=== The task ===
Select each line in the rows below that contains the word "brick" and copy those lines out.

=== Saved data entries ===
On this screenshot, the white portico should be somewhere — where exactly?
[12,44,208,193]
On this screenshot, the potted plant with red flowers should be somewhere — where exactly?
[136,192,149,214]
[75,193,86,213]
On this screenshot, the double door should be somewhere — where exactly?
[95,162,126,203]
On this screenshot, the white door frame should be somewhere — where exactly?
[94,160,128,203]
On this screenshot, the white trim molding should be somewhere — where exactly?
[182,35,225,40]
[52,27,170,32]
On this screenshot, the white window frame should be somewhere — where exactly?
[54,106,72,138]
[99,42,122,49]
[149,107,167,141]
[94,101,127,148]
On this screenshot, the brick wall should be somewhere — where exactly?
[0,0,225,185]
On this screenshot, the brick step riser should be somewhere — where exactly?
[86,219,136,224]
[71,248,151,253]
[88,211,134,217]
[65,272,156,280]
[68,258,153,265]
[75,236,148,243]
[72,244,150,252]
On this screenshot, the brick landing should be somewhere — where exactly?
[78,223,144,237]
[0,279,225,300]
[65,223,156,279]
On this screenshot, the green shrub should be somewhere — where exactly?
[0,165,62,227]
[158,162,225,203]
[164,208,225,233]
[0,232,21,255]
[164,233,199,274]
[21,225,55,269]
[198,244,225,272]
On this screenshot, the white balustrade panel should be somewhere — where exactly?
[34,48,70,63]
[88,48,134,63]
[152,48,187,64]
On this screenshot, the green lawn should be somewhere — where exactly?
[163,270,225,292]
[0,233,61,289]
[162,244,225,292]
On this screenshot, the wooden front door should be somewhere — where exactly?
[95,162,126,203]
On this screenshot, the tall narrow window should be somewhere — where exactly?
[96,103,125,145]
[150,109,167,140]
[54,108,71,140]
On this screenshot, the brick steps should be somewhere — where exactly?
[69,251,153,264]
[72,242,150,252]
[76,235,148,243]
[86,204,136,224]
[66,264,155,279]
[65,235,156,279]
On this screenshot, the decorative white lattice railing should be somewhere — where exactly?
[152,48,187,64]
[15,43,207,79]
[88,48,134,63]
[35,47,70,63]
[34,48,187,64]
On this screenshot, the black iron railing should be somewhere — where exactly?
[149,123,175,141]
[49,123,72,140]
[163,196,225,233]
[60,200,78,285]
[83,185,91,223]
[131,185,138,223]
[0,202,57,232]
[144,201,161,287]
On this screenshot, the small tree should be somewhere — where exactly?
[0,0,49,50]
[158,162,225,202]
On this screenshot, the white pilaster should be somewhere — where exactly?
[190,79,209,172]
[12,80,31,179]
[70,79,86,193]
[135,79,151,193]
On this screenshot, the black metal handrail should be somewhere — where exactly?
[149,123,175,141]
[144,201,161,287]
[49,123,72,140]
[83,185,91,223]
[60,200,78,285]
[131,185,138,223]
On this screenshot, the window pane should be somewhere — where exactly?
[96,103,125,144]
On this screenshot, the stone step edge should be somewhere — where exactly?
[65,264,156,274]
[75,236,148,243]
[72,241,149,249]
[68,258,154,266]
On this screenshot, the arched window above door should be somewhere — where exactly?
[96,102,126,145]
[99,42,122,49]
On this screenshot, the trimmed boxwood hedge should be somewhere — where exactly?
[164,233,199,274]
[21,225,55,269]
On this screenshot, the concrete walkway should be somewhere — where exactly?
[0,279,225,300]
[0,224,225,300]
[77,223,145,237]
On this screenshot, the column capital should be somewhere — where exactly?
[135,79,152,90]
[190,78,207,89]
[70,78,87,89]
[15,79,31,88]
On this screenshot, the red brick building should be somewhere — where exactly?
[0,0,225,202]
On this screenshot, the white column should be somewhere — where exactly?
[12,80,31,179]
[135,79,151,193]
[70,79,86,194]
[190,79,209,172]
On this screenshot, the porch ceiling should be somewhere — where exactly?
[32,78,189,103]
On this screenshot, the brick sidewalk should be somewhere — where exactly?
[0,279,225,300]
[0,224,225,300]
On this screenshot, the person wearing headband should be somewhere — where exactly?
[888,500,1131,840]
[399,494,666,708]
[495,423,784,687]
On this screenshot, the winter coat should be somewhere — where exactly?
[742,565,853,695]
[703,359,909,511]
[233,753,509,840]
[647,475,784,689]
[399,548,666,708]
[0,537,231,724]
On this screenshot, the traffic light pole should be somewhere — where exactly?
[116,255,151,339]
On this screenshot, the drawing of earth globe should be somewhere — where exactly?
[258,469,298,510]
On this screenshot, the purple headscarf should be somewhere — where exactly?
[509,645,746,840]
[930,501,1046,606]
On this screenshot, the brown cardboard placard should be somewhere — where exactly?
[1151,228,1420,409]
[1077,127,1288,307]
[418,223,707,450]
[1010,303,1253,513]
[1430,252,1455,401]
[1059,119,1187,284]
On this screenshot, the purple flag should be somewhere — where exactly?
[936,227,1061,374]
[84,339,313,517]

=== Solution for this problem ===
On this screenshot, the brick wall should be somewhere — where exactly?
On this screenshot, the brick step riser should be somewhere — where exactly?
On this screenshot, the brick landing should be somewhere — where exactly?
On this screenshot, the brick steps should be somewhere — where exactly?
On this screenshot, the red brick building should be somewhere — where exactly?
On this screenshot, the brick sidewalk should be somewhere — where exactly?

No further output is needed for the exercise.